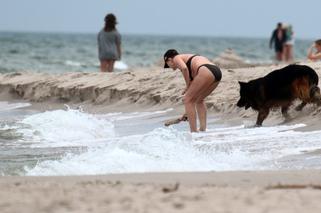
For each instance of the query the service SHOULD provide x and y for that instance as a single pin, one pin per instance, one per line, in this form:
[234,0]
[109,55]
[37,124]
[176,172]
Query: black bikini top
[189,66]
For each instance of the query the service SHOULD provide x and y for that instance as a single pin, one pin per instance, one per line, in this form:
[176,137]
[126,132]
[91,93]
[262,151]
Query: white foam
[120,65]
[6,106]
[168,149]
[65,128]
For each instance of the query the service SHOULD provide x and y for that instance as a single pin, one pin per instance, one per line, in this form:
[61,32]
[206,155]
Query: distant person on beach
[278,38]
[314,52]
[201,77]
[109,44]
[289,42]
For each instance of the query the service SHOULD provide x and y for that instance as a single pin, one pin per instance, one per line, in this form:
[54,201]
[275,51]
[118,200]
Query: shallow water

***

TASK TO COMPLETE >> Return an exact transcription of the material, with its pictures left out.

ANSWER AREA >>
For each instance of the query the service SHOULD provide x and y for that instance as a single pin, one pin per instance, one per line, in this form:
[234,0]
[109,55]
[37,124]
[176,172]
Query: black bikini top
[189,66]
For each instance of the query the service SHOULD provide x and y for that instance as a single pin, one pin per instance, one per line, in this form:
[176,137]
[126,132]
[91,93]
[262,151]
Query: white foam
[120,65]
[6,106]
[168,149]
[65,128]
For each instance of the query the service SHOULD provide x and y for that instance as a single pin, one pin per instance, one per line, in this form:
[61,32]
[206,155]
Query: distant person on beach
[278,38]
[314,52]
[201,77]
[109,44]
[289,42]
For each instance of the query the service SHOULD provide x and y for that instance as a single pin, one pin per instance, one per line, in this form:
[54,201]
[275,51]
[118,200]
Query: shallow water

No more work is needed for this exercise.